— Data provided —
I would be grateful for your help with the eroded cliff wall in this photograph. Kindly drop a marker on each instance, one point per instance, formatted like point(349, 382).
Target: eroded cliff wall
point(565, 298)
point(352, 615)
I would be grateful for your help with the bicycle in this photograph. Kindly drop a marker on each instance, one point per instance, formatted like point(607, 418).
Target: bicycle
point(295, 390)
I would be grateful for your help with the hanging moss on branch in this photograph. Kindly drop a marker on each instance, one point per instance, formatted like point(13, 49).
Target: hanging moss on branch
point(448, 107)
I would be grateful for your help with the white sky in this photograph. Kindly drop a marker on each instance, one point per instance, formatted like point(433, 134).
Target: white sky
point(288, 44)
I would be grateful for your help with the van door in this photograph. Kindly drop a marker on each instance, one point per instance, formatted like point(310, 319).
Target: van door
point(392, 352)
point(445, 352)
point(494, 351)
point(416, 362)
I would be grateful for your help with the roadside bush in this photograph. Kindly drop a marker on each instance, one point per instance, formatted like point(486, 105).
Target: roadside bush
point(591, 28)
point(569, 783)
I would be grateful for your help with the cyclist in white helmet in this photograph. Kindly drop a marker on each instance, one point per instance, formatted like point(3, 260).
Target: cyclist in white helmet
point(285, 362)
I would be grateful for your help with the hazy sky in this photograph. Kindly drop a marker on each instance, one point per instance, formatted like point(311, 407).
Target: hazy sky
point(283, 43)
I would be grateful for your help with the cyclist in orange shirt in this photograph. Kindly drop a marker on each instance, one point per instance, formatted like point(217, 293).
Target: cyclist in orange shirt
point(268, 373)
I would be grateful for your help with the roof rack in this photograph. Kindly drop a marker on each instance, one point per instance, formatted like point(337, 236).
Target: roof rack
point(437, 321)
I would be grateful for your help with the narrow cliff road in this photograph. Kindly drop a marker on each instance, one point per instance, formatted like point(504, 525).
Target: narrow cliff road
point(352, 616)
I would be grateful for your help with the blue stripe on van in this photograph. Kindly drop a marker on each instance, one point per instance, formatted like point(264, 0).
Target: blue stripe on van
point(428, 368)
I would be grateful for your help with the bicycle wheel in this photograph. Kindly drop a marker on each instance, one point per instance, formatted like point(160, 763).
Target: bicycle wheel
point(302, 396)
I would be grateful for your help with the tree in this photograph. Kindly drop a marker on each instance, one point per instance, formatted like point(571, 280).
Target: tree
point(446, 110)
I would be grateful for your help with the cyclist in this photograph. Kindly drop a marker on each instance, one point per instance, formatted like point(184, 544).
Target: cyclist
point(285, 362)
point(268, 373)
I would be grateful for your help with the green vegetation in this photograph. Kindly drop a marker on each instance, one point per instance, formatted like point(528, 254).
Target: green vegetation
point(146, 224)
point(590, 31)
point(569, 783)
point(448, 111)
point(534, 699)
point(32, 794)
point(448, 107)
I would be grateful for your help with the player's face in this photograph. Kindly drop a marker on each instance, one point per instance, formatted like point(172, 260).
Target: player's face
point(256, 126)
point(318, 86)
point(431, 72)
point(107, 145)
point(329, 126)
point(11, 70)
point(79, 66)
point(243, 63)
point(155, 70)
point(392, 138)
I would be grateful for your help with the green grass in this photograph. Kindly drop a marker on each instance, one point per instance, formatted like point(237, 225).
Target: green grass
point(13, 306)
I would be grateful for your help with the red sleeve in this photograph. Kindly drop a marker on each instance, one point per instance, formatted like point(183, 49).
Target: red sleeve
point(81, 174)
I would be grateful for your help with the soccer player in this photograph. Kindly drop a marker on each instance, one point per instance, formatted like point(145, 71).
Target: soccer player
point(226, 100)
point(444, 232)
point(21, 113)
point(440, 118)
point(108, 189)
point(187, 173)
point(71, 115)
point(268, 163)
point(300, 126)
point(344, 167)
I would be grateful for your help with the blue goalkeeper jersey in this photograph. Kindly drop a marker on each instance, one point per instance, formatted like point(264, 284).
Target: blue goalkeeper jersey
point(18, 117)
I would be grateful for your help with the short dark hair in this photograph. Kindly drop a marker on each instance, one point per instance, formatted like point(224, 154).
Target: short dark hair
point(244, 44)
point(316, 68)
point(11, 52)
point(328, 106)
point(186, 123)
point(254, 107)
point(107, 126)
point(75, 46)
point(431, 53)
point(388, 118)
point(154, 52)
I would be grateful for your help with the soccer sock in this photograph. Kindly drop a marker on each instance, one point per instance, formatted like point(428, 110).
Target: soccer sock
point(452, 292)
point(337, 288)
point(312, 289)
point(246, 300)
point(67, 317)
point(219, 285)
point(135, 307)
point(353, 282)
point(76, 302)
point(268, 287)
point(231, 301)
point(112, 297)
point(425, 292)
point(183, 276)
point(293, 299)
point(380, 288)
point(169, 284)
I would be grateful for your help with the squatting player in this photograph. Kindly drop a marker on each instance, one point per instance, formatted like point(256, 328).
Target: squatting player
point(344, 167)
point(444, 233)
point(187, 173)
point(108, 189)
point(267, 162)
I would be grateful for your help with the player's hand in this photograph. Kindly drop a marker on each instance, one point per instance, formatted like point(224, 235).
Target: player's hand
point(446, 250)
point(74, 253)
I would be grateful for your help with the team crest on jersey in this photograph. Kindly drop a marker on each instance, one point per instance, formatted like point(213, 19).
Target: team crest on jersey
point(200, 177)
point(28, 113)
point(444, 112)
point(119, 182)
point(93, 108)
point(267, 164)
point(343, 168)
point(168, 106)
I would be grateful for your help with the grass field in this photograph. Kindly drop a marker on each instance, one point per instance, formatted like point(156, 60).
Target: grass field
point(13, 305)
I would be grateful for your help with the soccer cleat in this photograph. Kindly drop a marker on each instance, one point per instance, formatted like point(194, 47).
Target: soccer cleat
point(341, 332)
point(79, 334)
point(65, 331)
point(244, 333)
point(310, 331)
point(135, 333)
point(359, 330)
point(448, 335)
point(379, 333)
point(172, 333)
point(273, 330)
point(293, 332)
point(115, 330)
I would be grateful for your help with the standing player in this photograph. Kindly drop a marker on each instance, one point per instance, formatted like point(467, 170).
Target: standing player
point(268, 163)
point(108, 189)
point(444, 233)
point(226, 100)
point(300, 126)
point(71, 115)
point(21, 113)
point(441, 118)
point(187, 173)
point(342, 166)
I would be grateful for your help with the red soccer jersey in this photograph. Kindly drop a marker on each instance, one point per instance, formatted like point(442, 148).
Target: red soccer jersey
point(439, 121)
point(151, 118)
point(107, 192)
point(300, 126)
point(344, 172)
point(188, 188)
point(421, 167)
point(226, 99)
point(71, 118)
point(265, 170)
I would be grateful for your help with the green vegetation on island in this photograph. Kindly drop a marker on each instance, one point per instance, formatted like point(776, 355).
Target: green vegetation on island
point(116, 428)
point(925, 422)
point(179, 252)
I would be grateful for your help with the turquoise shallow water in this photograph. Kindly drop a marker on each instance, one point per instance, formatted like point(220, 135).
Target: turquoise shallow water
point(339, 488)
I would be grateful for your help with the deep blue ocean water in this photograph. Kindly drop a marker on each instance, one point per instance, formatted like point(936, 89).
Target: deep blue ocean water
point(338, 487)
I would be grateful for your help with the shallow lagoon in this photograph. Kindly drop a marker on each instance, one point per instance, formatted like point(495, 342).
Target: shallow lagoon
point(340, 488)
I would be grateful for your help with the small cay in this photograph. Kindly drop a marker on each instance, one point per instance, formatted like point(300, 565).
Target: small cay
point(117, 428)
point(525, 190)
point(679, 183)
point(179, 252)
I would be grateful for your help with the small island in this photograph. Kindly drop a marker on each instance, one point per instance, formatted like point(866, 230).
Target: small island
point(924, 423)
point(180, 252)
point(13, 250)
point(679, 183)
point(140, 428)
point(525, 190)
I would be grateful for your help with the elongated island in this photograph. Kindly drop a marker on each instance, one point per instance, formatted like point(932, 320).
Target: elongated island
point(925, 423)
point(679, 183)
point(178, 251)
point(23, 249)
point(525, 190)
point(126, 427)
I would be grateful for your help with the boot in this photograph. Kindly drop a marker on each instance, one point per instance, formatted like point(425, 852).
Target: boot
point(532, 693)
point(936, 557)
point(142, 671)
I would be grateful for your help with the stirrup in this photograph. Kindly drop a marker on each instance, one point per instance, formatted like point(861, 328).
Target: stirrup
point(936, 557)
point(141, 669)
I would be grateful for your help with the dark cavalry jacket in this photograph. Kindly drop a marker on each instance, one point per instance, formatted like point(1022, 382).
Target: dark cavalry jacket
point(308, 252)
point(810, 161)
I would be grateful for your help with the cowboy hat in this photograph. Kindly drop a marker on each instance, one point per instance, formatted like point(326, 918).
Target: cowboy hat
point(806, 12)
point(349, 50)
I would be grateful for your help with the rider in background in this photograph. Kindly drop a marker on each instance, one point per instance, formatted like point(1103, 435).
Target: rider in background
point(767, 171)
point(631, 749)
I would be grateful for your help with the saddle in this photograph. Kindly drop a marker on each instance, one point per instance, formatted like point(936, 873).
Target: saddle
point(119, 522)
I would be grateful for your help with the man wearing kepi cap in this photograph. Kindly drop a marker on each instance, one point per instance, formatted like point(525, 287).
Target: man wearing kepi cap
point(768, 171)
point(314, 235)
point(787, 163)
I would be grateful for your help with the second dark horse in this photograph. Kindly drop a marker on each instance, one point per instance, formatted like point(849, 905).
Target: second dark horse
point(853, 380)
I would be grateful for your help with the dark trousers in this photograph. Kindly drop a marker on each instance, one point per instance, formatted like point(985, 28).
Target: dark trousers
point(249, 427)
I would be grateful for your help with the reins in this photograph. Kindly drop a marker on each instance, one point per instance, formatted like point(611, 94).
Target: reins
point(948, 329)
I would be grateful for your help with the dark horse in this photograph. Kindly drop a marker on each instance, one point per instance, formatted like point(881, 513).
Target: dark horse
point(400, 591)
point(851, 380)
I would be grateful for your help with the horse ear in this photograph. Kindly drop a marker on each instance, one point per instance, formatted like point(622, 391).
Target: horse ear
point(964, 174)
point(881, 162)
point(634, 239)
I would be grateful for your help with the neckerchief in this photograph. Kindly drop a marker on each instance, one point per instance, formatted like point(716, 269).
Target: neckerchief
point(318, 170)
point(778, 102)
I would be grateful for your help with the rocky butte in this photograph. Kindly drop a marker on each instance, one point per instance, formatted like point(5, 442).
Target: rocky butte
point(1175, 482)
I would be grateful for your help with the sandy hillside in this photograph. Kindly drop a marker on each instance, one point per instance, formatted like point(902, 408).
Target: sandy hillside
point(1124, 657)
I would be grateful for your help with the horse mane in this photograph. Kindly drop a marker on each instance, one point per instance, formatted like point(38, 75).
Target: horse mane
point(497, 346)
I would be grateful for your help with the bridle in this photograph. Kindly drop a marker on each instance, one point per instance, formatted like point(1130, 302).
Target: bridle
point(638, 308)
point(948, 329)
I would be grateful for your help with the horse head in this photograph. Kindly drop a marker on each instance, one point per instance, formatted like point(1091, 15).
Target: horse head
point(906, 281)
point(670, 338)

— Exercise instructions —
Copy out everything from the first of the rows down to the line with "point(437, 321)", switching "cyclist" to "rider" each time it occurs and leaving all else as it stands.

— Exercise result —
I would be grateful for your help with the eroded cliff wall in this photograph. Kindly drop a marker on each instance, one point per instance, formatted like point(349, 382).
Target: eroded cliff wall
point(565, 298)
point(352, 615)
I would be grateful for your help with the bicycle in this photograph. Kindly drop a marker on each instance, one point per instance, formatted like point(607, 418).
Target: bicycle
point(295, 390)
I would be grateful for your help with the hanging moss on branch in this photograph. Kindly drop a marker on each instance, one point per instance, formatted like point(13, 49).
Target: hanging moss on branch
point(448, 107)
I would be grateful for your help with the white sky in this photograph. Kindly drop a marker on each instance, one point per instance, formatted like point(433, 134).
Target: white sky
point(288, 44)
I would be grateful for your help with the van door in this photograph. Kindly drop a marker on each instance, one point per instance, formatted like point(310, 319).
Target: van door
point(392, 352)
point(445, 352)
point(494, 351)
point(416, 362)
I would be grateful for your help with the roadside bush in this photograph. Kindly drop a marker on each instance, one point per instance, formatted like point(486, 105).
Target: roadside bush
point(591, 28)
point(569, 783)
I would be grateful for your help with the rider in white helmet in this photograph. Kindly drop a marker on each instance, one point per instance, formatted like point(3, 260).
Target: rider in white helmet
point(285, 362)
I would be grateful for your help with the hazy sky in this photograph. Kindly drop a marker on each instance, one point per instance, formatted like point(311, 407).
Target: hazy sky
point(283, 43)
I would be grateful for your help with the rider in orange shirt in this photograph. Kindly drop a marker on each instance, one point per instance, formatted like point(217, 293).
Target: rider in orange shirt
point(268, 373)
I would be grateful for your help with the roof rack in this photograph. Kindly drop a marker on each instance, one point per instance, formatted like point(337, 236).
Target: roof rack
point(437, 321)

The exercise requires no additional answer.